--- Text shown ---

Audience

The Audience Voice Processor is the first integrated circuit that is modeled after the most efficient and accurate auditory system, the human hearing system. By thoroughly understanding the entire auditory pathway - from the cochlea to the brainstem to the thalamus and cortex - Audience is the first company to deliver a commercial product based on the science of Auditory Scene Analysis (ASA), or the grouping and processing of complex mixtures of sound. Because the Audience Voice Processor handles signals the way people actually perceive specific sounds, Audience is able to identify and suppress noise sources in an extremely efficient and accurate manner.

The Audience Voice Processor receives a complex mixture of sounds that often overlap at any given frequency, and organizes it into individual sources, in the same way people actually hear sounds. Regardless of whether the noise is local to the caller, or remote over the mobile network, the Audience Voice Processor uses several grouping cues to group the mixture of sound by source instantaneously, suppressing the noise and delivering the voice of interest clearly.

Cues and the Cocktail Party Effect

A well-known illustration of ASA is the so-called cocktail party effect; at a busy party, one is able to follow a conversation even though other voices and background music are present. Almost all sounds, such as the human voice, musical instruments, or cars passing in the street, are made up of many frequencies, which contribute to the perceived quality (or timbre) of the sounds. When two or more natural sounds occur at once, all the components of the simultaneously active sounds are received at the same time by the ears of listeners. This presents their auditory systems with a problem: Which frequency components should be grouped together and treated as parts of the same sound? Grouping them incorrectly can cause the listener to hear non-existent sounds built from the wrong combinations of the original components.

--- Request 1 ---
Can you retype the Audience Voice Processor text between "Cues and the" and "the original components.", inclusive?
--- Request 2 ---
Would you extend the Audience Voice Processor text, picking up after its last sentence?

--- Material supplied ---
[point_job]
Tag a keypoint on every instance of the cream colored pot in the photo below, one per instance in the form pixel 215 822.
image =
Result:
* * *
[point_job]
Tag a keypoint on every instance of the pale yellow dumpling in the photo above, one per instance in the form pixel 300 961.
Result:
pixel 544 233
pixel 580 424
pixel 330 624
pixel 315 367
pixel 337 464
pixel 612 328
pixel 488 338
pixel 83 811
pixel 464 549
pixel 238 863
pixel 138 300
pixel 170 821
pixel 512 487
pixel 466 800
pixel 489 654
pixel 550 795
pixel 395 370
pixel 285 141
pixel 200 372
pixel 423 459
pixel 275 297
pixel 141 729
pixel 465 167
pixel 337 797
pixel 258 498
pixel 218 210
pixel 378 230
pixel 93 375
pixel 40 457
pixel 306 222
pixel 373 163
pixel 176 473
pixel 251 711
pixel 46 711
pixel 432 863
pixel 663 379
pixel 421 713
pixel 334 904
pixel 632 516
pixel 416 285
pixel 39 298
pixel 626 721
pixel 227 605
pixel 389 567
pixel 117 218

--- Reply 1 ---
Cues and the Cocktail Party Effect

A well-known illustration of ASA is the so-called cocktail party effect; at a busy party, one is able to follow a conversation even though other voices and background music are present. Almost all sounds, such as the human voice, musical instruments, or cars passing in the street, are made up of many frequencies, which contribute to the perceived quality (or timbre) of the sounds. When two or more natural sounds occur at once, all the components of the simultaneously active sounds are received at the same time by the ears of listeners. This presents their auditory systems with a problem: Which frequency components should be grouped together and treated as parts of the same sound? Grouping them incorrectly can cause the listener to hear non-existent sounds built from the wrong combinations of the original components.

--- Reply 2 ---
Dozens of grouping principles underlie ASA. These can be broadly categorized into sequential grouping cues (those that operate across time) and simultaneous grouping cues (those that operate across frequency). In addition, schemas (learned patterns) play an important role. The job of ASA is to group incoming sensory information to form an accurate mental representation of the environmental sounds. Regardless of whether a sound source is steady and constant, or transitory and moving, ASA handles each effectively.

Back to top

Reverse Engineering the Auditory Pathway


Figure 1: Audience Voice Processor

Fast Cochlea Transform™

Just as the cochlea is central to the human auditory system, the Fast Cochlea Transform (FCT) is the heart of the Audience Voice Processor. Sound enters the Voice Processor through microphones, is digitized, and enters the Fast Cochlea Transform. The FCT transforms the digital audio stream into a three dimensional, high-quality spectral representation of the sound mixture, as shown in Figure 2. Time is on the x axis, frequency on the y axis, and loudness in decibels (dB) on the z axis, that is represented in color, with red being the loudest, to blue being the softest. The transformation provides optimum time-frequency resolution on a logarithmic frequency axis, without introducing frame artifacts, to allow the various components of the multiple sound sources to be characterized and separated from each other.

The FCT's transformation into the spectral domain is essential for Audience's high-performance noise suppression because it permits regions of the frequency spectrum to be separately identified with different sound sources, even when they are present simultaneously. A simple time-domain solution, operating directly on the sound waveform, would not be able to identify and separate the large number of simultaneous sources present in the example of Figure 2. Between 4 and
8 kHz, there is a high pitched sound that appears as four parallel lines from 3 - 4 seconds on the x axis. Without the frequency transformation, this noise would be inseparable from the voice signal that appears simultaneously represented as wavy lines and occurs at the same time.


Figure 2: Spectral Representation using the Fast Cochlea Transform™.

The Fast Cochlea Transform is similar to the Fast Fourier Transform (FFT) that is commonly used in Digital Signal Processing. Both transform the signal into the frequency domain for audio processing, but the FCT is much better suited to mapping audio signals in several critical ways.

  • Log-Frequency Scale: The FFT transforms the audio signal into the frequency domain on a linear scale, while the FCT performs its transformation on a log-frequency scale. A log-frequency scale improves the efficiency of the transformation by putting the resolution and computational resources where the listener can hear it.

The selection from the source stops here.